(Records from a collection)
• • • • •

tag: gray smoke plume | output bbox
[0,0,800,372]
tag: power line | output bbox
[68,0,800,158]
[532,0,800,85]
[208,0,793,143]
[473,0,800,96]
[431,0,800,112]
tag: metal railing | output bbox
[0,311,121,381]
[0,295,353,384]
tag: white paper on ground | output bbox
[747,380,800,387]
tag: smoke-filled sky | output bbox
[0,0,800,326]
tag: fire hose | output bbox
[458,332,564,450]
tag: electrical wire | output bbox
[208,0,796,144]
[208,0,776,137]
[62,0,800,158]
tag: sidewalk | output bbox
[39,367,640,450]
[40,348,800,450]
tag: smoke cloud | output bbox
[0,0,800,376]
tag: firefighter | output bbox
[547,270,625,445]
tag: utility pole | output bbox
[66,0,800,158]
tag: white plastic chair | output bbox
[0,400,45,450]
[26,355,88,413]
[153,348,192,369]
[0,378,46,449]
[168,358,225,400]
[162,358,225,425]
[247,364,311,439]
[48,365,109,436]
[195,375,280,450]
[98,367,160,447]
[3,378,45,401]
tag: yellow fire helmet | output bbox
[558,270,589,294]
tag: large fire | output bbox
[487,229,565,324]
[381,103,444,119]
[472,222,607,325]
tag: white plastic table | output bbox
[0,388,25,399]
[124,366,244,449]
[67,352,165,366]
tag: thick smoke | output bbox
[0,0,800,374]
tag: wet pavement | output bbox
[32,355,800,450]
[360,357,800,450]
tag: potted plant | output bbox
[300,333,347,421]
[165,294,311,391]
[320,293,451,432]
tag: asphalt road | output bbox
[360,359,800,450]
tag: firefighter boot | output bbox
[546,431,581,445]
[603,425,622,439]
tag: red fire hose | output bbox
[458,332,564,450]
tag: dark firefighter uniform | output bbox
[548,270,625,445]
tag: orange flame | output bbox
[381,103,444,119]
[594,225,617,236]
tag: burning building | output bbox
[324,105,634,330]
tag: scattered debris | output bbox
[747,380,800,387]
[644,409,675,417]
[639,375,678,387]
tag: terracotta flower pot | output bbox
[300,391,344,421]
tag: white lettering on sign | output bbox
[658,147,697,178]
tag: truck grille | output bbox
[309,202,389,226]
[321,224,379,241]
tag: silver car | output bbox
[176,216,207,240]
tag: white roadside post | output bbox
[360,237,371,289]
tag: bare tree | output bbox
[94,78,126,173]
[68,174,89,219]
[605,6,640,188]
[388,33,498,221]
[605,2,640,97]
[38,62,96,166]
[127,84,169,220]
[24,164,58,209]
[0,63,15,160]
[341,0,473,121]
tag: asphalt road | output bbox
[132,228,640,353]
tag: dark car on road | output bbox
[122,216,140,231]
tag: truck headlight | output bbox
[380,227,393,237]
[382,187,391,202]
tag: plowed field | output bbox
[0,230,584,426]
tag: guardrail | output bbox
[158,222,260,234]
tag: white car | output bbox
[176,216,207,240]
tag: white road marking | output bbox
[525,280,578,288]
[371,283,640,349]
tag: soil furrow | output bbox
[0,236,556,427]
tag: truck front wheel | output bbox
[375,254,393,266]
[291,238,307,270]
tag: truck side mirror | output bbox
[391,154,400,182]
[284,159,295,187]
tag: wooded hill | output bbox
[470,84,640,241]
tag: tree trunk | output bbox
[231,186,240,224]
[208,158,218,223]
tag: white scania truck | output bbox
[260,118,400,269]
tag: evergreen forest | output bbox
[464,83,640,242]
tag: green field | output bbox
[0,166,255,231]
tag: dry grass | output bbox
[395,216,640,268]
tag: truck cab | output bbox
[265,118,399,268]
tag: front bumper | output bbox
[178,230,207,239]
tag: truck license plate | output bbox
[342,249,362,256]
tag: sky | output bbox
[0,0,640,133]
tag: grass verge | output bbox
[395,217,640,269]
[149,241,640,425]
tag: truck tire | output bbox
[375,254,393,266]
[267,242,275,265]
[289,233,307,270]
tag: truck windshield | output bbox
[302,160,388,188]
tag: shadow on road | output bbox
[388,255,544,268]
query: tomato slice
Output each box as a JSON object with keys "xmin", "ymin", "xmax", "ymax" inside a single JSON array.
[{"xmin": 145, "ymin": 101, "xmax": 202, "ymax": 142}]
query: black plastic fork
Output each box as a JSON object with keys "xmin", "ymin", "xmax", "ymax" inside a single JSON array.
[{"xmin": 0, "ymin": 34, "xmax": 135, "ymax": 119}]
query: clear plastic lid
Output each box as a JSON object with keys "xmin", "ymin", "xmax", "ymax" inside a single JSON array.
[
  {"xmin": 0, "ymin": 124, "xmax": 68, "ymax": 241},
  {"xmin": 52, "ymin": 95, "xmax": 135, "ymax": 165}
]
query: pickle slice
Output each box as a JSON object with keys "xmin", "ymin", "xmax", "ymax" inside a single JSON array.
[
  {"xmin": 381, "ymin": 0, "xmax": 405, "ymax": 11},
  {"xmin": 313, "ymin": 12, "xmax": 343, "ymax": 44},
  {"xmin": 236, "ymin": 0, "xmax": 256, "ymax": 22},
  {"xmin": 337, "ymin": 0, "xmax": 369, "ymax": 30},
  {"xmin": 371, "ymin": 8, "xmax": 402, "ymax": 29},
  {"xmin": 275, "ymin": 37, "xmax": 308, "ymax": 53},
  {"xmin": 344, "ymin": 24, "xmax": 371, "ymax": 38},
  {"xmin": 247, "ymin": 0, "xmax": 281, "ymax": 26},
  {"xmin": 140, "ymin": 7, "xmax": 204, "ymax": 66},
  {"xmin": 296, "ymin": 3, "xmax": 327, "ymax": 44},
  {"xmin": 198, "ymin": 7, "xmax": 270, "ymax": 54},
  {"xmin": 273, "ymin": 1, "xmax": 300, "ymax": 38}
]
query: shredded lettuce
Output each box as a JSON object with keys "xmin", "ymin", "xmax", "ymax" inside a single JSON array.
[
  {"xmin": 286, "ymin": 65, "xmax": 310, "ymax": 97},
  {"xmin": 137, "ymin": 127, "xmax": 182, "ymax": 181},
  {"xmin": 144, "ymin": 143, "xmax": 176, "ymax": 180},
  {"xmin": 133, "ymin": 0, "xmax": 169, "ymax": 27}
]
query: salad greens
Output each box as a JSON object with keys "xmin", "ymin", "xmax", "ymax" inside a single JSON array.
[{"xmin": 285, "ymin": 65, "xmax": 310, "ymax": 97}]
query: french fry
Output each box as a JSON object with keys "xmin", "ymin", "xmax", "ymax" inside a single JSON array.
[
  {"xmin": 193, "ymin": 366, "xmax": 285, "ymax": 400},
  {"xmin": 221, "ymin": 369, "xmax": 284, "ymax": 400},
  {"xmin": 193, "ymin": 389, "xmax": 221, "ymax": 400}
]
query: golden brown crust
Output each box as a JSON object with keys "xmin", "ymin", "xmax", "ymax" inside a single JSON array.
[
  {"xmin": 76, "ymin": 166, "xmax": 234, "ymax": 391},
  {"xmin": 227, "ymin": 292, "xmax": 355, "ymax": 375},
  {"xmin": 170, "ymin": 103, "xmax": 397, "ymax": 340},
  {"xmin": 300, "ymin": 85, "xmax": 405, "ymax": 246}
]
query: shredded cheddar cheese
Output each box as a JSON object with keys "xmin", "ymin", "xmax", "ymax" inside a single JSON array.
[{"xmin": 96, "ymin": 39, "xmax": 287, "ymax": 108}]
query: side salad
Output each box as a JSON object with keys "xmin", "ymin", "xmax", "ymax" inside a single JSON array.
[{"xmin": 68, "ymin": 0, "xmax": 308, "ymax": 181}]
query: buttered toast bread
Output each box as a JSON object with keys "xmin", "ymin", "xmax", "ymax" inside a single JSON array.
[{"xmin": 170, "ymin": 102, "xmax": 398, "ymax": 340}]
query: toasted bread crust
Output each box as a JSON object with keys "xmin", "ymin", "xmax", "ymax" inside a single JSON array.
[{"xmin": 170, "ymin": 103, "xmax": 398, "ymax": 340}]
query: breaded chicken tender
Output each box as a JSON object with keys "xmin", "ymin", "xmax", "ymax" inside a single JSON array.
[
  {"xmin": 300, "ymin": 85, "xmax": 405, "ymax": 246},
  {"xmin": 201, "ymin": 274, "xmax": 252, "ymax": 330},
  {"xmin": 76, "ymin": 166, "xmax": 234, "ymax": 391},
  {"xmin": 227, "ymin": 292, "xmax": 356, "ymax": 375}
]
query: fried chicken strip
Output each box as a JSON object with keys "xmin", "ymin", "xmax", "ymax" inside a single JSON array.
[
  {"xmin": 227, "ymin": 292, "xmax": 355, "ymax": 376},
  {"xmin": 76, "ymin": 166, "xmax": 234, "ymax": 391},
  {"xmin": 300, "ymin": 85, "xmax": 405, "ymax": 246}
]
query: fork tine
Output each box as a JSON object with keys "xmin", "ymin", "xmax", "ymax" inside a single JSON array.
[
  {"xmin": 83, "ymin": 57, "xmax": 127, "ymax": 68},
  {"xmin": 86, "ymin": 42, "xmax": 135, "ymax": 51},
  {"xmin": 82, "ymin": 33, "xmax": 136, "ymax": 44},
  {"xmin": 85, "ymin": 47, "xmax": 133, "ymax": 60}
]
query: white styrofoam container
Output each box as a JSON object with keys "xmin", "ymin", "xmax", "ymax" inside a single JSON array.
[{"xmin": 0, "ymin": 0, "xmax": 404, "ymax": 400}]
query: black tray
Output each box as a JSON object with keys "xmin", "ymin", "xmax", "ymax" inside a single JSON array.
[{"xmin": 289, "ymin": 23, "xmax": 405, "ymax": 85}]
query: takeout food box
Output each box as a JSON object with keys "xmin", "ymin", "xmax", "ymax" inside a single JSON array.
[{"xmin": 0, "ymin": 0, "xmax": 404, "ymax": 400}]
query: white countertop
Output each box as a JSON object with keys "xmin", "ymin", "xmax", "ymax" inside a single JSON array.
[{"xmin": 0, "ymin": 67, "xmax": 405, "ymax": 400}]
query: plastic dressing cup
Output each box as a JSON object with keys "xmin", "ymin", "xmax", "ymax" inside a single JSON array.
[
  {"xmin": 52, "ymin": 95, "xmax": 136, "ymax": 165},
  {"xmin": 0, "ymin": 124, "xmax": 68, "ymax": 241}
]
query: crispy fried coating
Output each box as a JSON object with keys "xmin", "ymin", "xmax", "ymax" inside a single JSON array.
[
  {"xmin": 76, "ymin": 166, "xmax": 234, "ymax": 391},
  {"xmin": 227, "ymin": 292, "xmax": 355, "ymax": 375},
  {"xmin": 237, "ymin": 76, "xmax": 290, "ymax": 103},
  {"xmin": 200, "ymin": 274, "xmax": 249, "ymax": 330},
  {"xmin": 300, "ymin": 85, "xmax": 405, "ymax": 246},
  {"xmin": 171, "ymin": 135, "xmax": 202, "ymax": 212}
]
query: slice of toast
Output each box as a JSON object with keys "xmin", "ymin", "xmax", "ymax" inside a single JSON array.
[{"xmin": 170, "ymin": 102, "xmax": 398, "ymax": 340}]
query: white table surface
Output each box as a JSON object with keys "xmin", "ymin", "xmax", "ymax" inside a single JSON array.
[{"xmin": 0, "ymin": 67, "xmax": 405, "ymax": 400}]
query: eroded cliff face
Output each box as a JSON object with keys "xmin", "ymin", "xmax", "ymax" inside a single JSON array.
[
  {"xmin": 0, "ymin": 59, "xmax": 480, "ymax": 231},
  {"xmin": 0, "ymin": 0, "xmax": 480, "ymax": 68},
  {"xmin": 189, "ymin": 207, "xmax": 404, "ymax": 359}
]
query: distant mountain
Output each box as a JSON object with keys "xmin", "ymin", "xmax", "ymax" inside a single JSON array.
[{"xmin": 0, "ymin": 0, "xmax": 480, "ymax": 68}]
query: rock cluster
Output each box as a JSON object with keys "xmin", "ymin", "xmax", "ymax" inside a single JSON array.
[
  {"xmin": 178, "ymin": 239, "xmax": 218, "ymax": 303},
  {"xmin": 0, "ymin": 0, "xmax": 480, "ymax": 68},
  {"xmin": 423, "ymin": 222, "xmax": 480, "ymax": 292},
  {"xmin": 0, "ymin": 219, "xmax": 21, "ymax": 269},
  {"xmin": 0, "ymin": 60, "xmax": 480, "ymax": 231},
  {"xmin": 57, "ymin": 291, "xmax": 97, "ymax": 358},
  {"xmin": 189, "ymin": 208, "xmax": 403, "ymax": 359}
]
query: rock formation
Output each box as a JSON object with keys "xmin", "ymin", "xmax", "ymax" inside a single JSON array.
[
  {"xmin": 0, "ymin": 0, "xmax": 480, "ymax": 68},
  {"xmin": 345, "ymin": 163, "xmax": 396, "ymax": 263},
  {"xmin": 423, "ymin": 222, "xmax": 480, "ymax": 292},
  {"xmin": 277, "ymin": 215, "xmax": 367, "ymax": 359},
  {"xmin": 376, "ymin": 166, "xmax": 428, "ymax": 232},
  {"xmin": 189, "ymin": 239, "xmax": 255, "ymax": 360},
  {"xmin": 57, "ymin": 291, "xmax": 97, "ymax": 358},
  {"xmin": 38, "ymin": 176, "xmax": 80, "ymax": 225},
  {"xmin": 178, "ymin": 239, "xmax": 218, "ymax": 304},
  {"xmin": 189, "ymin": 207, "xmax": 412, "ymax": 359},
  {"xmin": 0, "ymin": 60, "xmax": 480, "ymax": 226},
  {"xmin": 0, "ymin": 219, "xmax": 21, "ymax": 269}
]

• • • • •

Please repeat everything from the line containing "tag: scattered debris | output bbox" down to the line containing "[360,237,371,289]", swapping "white" for "pale" and keeping all else unchanged.

tag: scattered debris | output bbox
[747,380,800,387]
[644,409,675,417]
[639,375,678,387]
tag: terracotta flower pot | output bbox
[300,391,344,421]
tag: pale lettering on sign | output bbox
[658,147,697,178]
tag: truck grille | output bbox
[309,202,389,226]
[321,224,379,241]
tag: silver car | output bbox
[176,216,207,240]
tag: pale roadside post | output bbox
[360,237,371,289]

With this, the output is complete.